### Requirements
Rewrite the rows below, replacing "tightly encloses" with "fully contains" and keeping everything else unchanged. Leave the pictures out.

### Available data
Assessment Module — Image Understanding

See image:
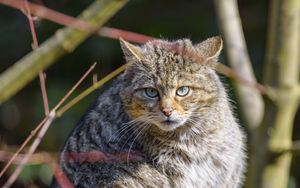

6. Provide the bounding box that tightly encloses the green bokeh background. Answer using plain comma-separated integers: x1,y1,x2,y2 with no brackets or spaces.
0,0,300,187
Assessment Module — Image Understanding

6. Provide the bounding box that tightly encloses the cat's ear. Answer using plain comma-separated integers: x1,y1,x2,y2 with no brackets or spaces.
120,38,143,62
195,36,223,60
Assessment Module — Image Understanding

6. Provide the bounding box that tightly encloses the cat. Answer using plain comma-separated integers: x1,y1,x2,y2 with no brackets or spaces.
52,37,246,188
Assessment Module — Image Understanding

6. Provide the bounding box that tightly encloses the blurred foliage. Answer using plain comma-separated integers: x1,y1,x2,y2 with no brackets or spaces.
0,0,300,188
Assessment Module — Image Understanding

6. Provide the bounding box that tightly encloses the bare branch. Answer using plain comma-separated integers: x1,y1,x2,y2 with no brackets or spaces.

### Solved problem
Assessment Module — Image Understanding

See image:

6. Provide the bounding box that fully contains the green bokeh background. Answer using plain comma-separated integers: x1,y1,x2,y2 with no brackets or spaces.
0,0,300,187
Assessment Module — Image Understanding

6. Provide the bounding box that fully contains the cat's ear. Answer using plain comma-separated integers: x1,y1,x2,y2 with no brackets or spaces.
120,38,143,62
195,36,223,60
Assessment Module — Image Understanding

6. Provide the bounding box that fully contains the cat. Answer using plain comma-separated integers: x1,y1,x2,y2 with no brackets or spaces.
52,37,246,188
Assessment Module — Image Understanding

6. Provide the bounding box that fully contains the blurred foliage. Answer using plain comma-separated integers: x1,y1,x2,y2 with no brackets or spaces.
0,0,300,188
Assessment Module — Image Understanding

6. Provide the bounding box that fully contains the bare branch. Answer using plain comma-separated integers: x1,y1,x2,y2 with no brackets or spaces.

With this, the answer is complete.